::: GIVEN TEXT :::
Lin Takes the Weight
I've done quite a bit of writing on Jeremy Lin. But one question I haven't tackled, for want of qualification, is Jeremy Lin's meaning to Asian-Americans. The boon of diversity is the ability to call on a wide array of people who are smarter and more experienced than you. And I so remand you to the intellect of Oliver Wang, a scholar and long-time friend of the room. I'm sure Oliver will be in the comments to tackle any questions.
"It's a weird time to be an Asian American."
I wrote that 13 months ago for this very site, in regards to the whole furor around Amy Chua and her "Tiger Mother" style of parenting. A year later, and I find myself thinking the very same thought but for very different reasons.
Keep in mind: I've spent a good deal of my adult life studying and writing about Asian Americans in popular culture. I always felt relatively self-assured that even if a new public figure or phenomenon popped up, I knew where to fit them within a historical continuum: John Cho to James Shigeta, Far East Movement to the Mountain Brothers, Clara Chung to Pat Suzuki, et. al. None of this prepared me for Jeremy Lin.
In fact, at various times during the past month, I found Linsanity utterly unbelievable, which is to say, I lacked the cognitive ability and/or imagination to process the pace and enormity of what was happening. Mostly, I just sat around and thought to myself...WTF?
- Lin going from a 3rd string bench player to making people forget Eli Manning just won a Superbowl for NY: WTF?
- Lin dropping 38 on my Lakers: WTF?
- Lin milking the clock, then launching a game-winning 3 over Jose Calderon: WTF?
- Lin hitting consecutive 3 pt. shots over Dirk and The Matrix, then stealing a pass from Odom and dunking it: WTF?
- The NBA giving Lin his own solo press conference during All-Star Weekend: WTF?
Basically, there's no precedent for what's happened with Lin over the last four weeks. True, there've been other "overnight" Asian American sports sensations before - French Open winner Michael Chang in 1989, figure skater Kristi Yamaguchi in 1992 - but their careers peaked in an era before the advent of the modern internet (lead alone social media) and the flourishing of multiple 24-hour sports networks. Chang and Yamaguchi were ultimately legends in Asian American circles but neither of them enjoyed the kind of transcendent, national/global popularity that Lin's seen...and it's only been a month (again: WTF?)
:::
* **EXERCISES**:
1) Reproduce the passage of the Jeremy Lin piece between "- Lin going" and "Jose Calderon: WTF?", inclusive.
2) Extend the Jeremy Lin piece, picking up right after its final sentence.
::: EXCERPTED DATA :::
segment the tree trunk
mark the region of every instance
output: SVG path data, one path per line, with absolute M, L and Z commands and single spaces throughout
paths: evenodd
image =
:::
::: EXCERPTED DATA :::
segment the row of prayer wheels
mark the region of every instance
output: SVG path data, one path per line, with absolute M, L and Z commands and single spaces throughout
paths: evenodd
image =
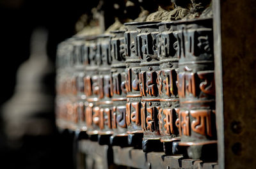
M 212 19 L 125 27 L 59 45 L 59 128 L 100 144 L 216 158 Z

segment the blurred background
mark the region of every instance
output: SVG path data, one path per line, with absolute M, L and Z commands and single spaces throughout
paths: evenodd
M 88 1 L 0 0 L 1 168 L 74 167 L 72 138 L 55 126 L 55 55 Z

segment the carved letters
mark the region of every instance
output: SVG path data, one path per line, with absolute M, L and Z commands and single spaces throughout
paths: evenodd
:::
* **EXPECTED OUTPUTS**:
1)
- Lin going from a 3rd string bench player to making people forget Eli Manning just won a Superbowl for NY: WTF?
- Lin dropping 38 on my Lakers: WTF?
- Lin milking the clock, then launching a game-winning 3 over Jose Calderon: WTF?

2)
Most importantly - and this has been one of the true, stunning game-changers - I've never, ever seen this many people excited by and cheering on an Asian American in my life. It's a little depressing to even write that last sentence but it speaks to the ways in which this is unlike anything we could have predicted. I remember that in the "early days" (i.e. a few weeks ago), of Linsanity, I was scrolling through Spike Lee's Twitter feed and Lee was basically schooling fools on how Lin was Chinese, not Korean and insisting on his American-ness. We're just not used to that.
Now, obviously, there's been a dark side to all this and we could talk about ESPN's headline fiasco or Ben and Jerry's fortune cookie recall or just the ridiculously ham-fisted way some commentators have hijacked this story to advance asinine arguments. However, for readers of TNC's blog, you already know what's up: Americans - least of all in the press - have a difficult time talking about race in a critical, intelligent way. They fall back on tired tropes/cliches because frankly, they're rarely expected or pushed to do more.
So, by this point, you've probably already read the umpteenth article that crams Lin's story into a classic "model minority" narrative of Asian American overachievement, as if all NBA players don't work their asses off to make the pros. Or maybe you've read that Lin faces discrimination in ways that Black players don't, as if the NBA's entire ownership structure isn't a racially stacked hierarchy.
While I think this is all very important, I'm just a little exhausted from tackling all these meta-narratives on race and America. And frankly, the one thing I really haven't gotten to write about yet is what Lin's meant among Asian Americans, or at least, one segment/generation of our community.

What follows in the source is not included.